Exercise goal – Exact copies are required of the lines from the line containing "Kindly point to the cabinet door" through the final line of the listing, both included, and of no other lines.

* * * * *

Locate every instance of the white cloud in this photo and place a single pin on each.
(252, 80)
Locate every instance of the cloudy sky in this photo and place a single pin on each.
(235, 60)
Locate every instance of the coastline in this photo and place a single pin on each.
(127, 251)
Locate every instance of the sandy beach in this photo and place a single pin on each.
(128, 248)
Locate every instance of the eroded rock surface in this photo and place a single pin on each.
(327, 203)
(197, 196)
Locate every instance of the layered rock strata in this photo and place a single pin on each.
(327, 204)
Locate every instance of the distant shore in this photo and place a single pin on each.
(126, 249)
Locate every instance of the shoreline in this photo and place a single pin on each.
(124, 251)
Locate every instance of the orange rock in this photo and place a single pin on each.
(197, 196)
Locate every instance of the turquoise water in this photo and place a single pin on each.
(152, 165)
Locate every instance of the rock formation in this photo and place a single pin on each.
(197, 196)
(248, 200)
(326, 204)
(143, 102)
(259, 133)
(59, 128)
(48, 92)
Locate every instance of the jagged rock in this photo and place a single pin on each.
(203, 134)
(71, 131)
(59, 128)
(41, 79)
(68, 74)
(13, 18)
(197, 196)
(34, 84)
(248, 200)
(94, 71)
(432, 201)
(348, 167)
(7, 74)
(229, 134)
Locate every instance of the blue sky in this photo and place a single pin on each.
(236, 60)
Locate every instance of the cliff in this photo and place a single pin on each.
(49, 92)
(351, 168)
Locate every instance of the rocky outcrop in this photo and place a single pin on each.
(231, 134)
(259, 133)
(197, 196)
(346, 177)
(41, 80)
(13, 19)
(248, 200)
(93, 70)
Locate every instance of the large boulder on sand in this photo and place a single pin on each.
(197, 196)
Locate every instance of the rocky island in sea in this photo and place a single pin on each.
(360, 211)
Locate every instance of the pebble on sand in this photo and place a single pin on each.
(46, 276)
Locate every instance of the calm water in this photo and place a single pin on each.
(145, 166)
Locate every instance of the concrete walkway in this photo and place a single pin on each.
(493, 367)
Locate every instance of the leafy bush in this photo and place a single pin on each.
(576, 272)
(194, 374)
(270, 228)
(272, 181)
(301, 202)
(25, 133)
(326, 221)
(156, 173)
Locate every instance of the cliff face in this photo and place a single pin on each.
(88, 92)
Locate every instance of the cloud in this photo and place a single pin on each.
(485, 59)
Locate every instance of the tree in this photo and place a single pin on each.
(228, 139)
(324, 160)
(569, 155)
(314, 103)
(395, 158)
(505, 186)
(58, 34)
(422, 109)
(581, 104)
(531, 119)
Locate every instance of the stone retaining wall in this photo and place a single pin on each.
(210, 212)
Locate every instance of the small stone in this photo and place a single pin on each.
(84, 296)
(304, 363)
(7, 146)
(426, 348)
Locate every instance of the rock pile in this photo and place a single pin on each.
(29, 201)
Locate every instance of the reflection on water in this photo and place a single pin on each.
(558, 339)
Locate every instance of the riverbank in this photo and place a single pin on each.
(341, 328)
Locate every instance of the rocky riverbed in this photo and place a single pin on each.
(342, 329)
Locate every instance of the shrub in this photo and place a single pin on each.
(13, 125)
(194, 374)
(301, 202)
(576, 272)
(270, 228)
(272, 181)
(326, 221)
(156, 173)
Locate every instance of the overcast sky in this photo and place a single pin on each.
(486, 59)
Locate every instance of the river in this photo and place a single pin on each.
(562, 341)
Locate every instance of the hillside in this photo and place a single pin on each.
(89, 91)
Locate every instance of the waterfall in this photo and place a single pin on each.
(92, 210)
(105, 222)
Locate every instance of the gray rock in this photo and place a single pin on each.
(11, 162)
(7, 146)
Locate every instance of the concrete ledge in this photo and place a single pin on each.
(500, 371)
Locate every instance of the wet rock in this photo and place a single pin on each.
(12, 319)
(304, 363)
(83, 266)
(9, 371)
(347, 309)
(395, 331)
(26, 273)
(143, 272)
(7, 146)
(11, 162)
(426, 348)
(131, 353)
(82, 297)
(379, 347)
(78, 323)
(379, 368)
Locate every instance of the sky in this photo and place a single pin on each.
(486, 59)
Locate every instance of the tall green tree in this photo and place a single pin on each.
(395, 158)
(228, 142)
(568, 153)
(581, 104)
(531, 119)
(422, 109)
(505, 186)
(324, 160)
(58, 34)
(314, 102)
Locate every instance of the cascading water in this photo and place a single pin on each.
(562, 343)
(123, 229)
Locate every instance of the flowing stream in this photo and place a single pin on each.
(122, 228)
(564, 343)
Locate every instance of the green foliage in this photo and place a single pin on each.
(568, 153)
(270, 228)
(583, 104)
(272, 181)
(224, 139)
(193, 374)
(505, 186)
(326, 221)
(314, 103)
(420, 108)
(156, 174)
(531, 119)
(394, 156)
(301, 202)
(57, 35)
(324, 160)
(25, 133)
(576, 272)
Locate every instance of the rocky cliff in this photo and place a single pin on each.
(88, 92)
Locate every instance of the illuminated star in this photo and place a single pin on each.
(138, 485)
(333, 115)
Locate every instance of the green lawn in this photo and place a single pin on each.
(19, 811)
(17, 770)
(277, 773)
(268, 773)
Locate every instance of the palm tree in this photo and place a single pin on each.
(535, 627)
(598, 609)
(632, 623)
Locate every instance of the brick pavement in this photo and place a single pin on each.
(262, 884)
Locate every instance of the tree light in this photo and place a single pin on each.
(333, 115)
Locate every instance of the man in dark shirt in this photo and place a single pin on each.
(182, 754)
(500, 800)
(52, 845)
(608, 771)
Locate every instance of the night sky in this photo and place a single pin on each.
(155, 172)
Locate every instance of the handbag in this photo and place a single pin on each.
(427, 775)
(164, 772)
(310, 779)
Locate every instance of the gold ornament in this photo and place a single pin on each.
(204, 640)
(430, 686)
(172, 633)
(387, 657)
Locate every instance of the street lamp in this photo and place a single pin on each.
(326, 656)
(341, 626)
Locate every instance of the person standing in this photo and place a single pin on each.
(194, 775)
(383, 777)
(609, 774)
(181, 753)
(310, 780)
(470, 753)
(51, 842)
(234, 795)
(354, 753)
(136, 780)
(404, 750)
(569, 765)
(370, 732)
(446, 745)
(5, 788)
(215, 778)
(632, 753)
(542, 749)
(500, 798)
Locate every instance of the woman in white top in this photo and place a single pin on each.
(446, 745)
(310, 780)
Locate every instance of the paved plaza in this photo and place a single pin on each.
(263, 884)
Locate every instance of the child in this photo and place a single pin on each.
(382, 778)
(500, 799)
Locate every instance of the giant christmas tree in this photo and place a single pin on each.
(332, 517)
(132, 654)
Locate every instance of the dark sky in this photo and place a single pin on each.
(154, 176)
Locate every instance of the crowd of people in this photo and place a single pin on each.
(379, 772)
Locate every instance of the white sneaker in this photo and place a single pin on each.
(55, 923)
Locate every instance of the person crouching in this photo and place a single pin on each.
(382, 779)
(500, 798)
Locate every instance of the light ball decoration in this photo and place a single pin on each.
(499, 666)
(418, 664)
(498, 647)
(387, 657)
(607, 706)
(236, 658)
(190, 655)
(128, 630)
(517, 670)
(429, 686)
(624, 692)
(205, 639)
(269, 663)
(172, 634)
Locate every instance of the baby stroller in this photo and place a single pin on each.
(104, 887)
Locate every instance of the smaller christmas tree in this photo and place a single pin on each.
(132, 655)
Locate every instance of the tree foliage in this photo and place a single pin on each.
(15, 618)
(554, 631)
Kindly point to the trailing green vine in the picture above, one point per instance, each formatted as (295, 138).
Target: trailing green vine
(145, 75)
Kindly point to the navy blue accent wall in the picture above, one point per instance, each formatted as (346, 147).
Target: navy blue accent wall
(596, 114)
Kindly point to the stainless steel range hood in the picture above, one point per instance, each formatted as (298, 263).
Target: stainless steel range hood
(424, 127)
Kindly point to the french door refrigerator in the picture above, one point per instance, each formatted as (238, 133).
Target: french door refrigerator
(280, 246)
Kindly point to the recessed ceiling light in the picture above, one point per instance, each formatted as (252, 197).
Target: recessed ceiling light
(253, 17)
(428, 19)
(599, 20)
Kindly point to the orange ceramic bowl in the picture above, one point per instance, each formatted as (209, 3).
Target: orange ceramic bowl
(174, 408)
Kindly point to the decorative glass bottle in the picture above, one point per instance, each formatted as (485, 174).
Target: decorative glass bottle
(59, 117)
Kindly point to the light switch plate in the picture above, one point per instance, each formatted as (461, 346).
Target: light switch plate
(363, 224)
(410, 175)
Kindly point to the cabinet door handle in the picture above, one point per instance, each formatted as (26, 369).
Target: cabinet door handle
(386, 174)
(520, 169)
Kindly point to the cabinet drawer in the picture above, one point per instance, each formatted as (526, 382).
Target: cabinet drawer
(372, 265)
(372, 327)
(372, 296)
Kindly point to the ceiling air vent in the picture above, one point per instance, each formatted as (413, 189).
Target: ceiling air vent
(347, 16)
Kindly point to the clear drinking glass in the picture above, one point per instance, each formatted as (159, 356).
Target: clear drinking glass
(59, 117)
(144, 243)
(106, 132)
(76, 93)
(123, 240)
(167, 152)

* * * * *

Solution –
Kindly point to the cabinet door handle in the picture above, one point per instance, each formatted as (26, 369).
Target: cabinet door handle
(386, 174)
(520, 169)
Kindly point to the cabinet drawer in the picture above, one point per instance, each formatted as (526, 382).
Target: cabinet drawer
(372, 265)
(372, 327)
(372, 296)
Kindly point to the ceiling air vent in the picture above, one point per instance, each formatted as (413, 189).
Target: ceiling air vent
(347, 16)
Kindly point to the clear drinking glass in the picture above, one point per instance, each formatted as (159, 356).
Target: clear drinking glass
(59, 117)
(144, 243)
(106, 132)
(76, 93)
(123, 240)
(167, 152)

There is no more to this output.